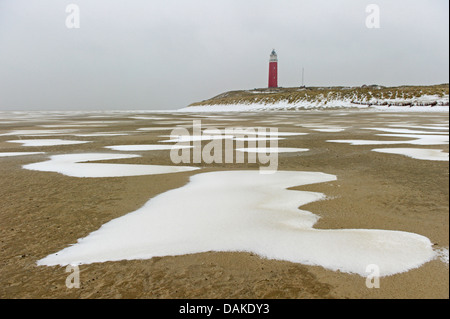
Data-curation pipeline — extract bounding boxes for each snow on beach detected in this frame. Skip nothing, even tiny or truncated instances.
[38,171,436,276]
[23,153,198,178]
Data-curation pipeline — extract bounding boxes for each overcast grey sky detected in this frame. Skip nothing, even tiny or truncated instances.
[0,0,449,110]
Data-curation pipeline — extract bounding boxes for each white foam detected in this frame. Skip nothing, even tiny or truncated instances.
[327,140,408,145]
[388,124,448,131]
[23,153,199,177]
[364,127,448,134]
[137,127,176,131]
[105,144,192,151]
[234,136,284,142]
[312,128,345,133]
[160,135,233,143]
[372,148,448,161]
[327,134,449,145]
[0,152,44,157]
[38,171,436,276]
[236,147,309,153]
[0,130,74,136]
[71,133,129,137]
[7,139,89,146]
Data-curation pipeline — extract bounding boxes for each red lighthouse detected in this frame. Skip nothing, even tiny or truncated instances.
[269,49,278,88]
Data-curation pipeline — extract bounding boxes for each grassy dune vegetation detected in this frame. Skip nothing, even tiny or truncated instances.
[190,83,449,106]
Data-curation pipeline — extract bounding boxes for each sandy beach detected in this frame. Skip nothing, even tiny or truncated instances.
[0,110,449,299]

-=-=-=-=-

Задание -
Повторите без изменений строки записей, начиная с самого начала и до строки с «[23,153,198,178]» включительно. Изображения в ответ не включайте.

Выполненное задание -
Data-curation pipeline — extract bounding boxes for each snow on beach detected in this frame. Skip nothing, even tiny or truncated instances.
[38,171,436,276]
[23,153,198,178]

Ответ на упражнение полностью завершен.